Instructions to follow – Transcribe the passage on patent troll costs word for word, starting at "This is not" and ending at "fear patent exposure.".

The United States patent system was designed to encourage innovation by protecting inventors. Instead, it has become a vehicle for companies that produce nothing to extract billions from companies that produce everything. By the late 2000s, patent troll lawsuits were associated with over $80 billion in lost shareholder wealth annually for defendant firms[s], a staggering levy on American innovation that flows not to inventors but to legal operations designed to exploit weaknesses in intellectual property law.
This is not a side effect of a well-functioning system. It is the system working exactly as patent assertion entities have engineered it to work. The result is a tax on innovation, paid by companies that build products and collected by companies that build lawsuits.
The Scale of Patent Troll Costs
The numbers are difficult to comprehend. From 1990 through 2010, non-practicing entity lawsuits destroyed over half a trillion dollars in shareholder value[s]. That figure captures only the direct market impact measured through stock price declines; it excludes the indirect costs: diverted engineering resources, delayed product launches, abandoned research programs, and the chilling effect on ventures that never get funded because investors fear patent exposure.
The trajectory has been relentless. Patent litigation costs in the United States grew from $3.6 billion in 1984 to $61 billion in 2009[s]. By 2011, patent trolls alone cost defendants approximately $29 billion in direct legal expenses[s]. Set against the $247 billion that US businesses spent on research and development in 2009[s], patent assertion entities were extracting nearly 12% of the nation’s R&D budget without contributing a single product, service, or technological advance.
The problem has not improved. A 2023 industry analysis reported that patent troll cases had risen roughly 500 percent over the prior decade[s]. In the first half of 2025, non-practicing entities filed 91% of all patent cases in the high-tech sector[s]. Nine of the top ten patent plaintiffs in district court were NPEs[s]. Non-practicing entities filed 56.1% of U.S. district-court patent cases in the first half of 2025, and 91% in high-tech district-court cases[s], with nearly 64% of their cases concentrated in the Eastern and Western Districts of Texas[s], jurisdictions they favor for plaintiff-friendly procedures and juries.

Provided data –
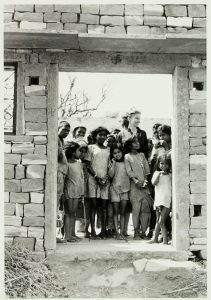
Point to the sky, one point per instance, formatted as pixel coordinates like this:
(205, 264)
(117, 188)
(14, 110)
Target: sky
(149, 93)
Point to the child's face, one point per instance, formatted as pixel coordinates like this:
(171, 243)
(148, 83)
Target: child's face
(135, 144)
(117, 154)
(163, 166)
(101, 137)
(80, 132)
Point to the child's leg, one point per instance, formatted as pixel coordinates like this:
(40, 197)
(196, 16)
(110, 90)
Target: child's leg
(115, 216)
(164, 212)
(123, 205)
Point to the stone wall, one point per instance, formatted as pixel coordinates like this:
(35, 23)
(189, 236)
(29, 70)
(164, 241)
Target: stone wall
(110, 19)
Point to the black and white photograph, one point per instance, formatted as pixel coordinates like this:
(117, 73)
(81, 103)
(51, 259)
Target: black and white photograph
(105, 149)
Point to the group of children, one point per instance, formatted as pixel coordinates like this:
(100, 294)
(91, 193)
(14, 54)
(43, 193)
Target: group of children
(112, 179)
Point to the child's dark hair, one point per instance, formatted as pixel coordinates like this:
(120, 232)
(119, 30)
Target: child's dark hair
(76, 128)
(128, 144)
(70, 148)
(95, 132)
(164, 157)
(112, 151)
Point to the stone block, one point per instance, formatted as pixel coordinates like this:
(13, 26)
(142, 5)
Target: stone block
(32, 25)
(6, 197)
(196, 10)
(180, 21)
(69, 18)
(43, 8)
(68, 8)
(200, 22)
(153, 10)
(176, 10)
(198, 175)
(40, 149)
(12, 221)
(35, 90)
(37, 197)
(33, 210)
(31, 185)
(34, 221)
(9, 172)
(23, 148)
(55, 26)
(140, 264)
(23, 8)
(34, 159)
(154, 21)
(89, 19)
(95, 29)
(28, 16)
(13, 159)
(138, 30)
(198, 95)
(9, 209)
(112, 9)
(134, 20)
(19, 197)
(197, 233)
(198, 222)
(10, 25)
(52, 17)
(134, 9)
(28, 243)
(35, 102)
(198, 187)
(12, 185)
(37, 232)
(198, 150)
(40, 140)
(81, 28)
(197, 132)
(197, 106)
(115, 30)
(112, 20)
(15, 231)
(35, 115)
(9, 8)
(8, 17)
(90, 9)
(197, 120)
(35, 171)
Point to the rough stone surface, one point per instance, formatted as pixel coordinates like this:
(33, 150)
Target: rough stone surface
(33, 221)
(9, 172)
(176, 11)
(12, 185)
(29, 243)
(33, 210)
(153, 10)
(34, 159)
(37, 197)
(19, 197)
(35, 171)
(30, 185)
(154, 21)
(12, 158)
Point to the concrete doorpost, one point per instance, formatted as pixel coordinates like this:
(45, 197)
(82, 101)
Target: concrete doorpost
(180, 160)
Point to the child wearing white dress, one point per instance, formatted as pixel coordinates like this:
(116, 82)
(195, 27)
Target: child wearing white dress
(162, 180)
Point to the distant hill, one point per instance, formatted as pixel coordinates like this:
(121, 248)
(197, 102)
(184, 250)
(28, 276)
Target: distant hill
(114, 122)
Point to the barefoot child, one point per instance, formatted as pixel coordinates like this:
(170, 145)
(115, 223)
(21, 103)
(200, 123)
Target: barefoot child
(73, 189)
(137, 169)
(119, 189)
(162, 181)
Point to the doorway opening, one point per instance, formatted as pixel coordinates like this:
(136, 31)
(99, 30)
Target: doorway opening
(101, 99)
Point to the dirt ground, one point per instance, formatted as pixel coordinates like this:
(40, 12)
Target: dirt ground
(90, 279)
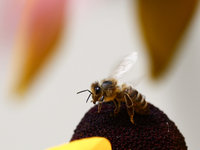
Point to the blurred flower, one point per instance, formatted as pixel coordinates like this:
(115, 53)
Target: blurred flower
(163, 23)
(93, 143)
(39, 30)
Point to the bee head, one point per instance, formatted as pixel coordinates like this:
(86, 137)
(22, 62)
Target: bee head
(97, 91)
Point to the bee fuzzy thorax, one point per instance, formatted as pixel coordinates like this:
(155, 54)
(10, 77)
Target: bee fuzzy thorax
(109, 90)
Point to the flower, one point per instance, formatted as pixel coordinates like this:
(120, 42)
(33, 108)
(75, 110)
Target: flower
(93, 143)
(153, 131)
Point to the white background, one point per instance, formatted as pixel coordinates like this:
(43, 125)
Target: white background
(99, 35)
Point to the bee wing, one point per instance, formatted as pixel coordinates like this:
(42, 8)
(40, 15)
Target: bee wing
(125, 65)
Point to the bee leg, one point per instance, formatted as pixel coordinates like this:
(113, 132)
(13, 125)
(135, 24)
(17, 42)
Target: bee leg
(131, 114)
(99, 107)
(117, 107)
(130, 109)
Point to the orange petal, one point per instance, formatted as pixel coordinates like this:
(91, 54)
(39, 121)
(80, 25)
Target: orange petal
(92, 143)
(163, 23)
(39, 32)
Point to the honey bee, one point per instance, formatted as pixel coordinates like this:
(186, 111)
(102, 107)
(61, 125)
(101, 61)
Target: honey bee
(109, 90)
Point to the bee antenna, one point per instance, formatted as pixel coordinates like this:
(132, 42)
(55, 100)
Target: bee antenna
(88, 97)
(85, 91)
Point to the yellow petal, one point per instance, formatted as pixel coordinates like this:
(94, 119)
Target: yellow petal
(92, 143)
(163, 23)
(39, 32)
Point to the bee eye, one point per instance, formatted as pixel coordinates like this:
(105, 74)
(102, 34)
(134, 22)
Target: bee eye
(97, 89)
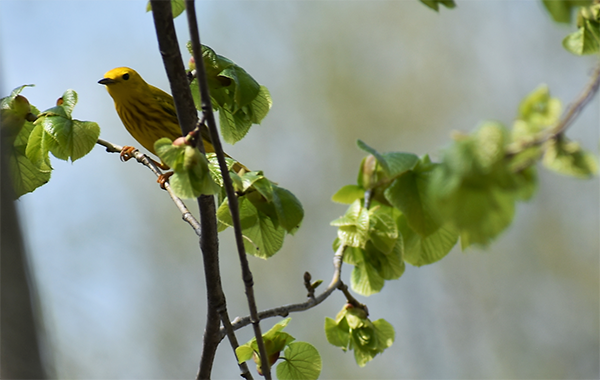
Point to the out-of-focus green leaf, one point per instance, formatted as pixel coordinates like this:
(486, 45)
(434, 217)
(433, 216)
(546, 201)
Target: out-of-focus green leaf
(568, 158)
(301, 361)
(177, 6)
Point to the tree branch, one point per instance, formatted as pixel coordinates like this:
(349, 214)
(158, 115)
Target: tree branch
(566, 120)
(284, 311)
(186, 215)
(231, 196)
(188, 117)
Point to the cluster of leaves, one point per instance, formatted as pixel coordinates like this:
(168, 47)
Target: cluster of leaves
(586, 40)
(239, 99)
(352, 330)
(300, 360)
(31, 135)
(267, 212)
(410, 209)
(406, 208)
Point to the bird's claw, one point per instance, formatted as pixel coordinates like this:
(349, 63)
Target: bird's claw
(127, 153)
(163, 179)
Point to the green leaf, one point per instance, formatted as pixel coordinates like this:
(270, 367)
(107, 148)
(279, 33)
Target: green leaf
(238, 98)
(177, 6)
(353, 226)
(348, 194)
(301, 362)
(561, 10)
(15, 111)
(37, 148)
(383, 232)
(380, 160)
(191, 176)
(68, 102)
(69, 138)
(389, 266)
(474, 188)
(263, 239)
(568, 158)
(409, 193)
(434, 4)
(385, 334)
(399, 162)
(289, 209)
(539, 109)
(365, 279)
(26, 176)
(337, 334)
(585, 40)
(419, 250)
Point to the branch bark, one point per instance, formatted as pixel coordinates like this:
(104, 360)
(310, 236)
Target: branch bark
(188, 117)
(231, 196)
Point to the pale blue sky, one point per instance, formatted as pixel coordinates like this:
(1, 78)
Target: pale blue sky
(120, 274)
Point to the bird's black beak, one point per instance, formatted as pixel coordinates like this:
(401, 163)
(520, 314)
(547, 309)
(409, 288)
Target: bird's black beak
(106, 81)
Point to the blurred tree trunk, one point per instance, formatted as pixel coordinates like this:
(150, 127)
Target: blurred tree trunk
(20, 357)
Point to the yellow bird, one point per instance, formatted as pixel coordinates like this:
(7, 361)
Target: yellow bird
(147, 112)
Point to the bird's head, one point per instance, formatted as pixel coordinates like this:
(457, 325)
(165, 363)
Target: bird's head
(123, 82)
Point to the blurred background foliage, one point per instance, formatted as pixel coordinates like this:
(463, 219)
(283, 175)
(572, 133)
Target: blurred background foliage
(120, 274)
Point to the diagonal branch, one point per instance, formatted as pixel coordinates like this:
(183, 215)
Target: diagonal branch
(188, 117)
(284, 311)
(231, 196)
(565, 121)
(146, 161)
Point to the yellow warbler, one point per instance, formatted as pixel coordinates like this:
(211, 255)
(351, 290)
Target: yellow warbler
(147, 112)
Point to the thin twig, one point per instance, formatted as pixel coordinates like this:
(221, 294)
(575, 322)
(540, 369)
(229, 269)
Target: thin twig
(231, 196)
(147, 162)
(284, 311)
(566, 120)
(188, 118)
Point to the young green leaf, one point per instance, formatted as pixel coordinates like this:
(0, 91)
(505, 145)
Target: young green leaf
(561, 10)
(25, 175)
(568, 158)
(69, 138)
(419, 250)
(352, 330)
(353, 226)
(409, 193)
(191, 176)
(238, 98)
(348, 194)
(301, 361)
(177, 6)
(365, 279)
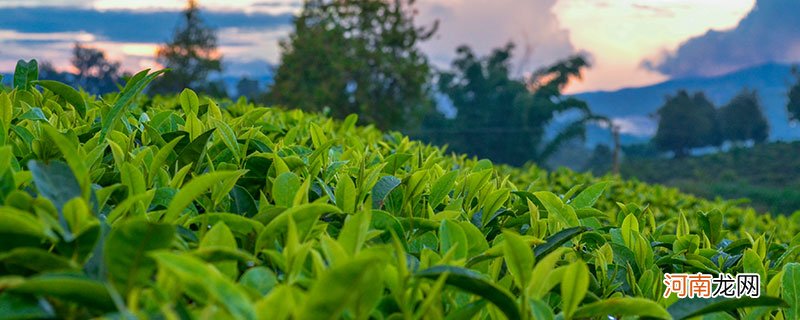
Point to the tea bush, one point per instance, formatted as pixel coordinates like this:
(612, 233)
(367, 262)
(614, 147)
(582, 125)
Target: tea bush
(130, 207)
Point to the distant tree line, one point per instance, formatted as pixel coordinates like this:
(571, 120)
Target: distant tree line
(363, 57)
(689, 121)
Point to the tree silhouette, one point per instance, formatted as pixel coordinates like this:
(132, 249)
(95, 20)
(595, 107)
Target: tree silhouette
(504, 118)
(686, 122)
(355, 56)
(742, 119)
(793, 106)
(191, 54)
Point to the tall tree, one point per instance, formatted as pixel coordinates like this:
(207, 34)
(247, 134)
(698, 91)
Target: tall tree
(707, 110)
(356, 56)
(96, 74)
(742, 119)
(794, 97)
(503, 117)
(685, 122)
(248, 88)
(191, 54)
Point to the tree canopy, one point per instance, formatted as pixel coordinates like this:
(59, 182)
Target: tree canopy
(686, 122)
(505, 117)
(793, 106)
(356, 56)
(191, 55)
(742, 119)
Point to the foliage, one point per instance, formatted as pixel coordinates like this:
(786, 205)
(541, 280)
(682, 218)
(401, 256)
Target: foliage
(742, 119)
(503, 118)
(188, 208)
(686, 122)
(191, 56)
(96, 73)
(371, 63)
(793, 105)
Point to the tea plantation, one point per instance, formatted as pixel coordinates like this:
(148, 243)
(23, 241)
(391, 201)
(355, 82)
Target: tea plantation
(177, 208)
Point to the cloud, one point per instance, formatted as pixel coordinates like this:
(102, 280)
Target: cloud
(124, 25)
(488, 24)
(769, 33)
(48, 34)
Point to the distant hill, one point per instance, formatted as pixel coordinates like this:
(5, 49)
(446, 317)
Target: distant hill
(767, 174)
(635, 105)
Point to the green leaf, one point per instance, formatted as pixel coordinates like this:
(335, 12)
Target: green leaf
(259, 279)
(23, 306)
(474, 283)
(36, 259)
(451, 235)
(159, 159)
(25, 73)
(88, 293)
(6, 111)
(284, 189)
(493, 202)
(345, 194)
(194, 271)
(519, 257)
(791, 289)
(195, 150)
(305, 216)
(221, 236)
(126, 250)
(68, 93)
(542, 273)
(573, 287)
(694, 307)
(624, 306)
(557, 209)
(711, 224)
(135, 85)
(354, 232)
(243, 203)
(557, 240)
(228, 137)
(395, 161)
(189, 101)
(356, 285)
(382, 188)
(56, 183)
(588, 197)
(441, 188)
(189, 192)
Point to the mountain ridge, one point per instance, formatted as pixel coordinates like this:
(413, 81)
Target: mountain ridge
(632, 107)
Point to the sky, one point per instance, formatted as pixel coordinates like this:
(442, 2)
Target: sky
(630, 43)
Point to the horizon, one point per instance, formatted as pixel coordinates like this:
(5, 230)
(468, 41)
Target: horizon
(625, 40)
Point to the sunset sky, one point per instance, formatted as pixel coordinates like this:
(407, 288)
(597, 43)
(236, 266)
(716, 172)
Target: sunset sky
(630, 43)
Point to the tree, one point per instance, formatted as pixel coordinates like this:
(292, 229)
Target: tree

Exercise output –
This is not a side effect of a well-functioning system. It is the system working exactly as patent assertion entities have engineered it to work. The result is a tax on innovation, paid by companies that build products and collected by companies that build lawsuits.
The Scale of Patent Troll Costs
The numbers are difficult to comprehend. From 1990 through 2010, non-practicing entity lawsuits destroyed over half a trillion dollars in shareholder value[s]. That figure captures only the direct market impact measured through stock price declines; it excludes the indirect costs: diverted engineering resources, delayed product launches, abandoned research programs, and the chilling effect on ventures that never get funded because investors fear patent exposure.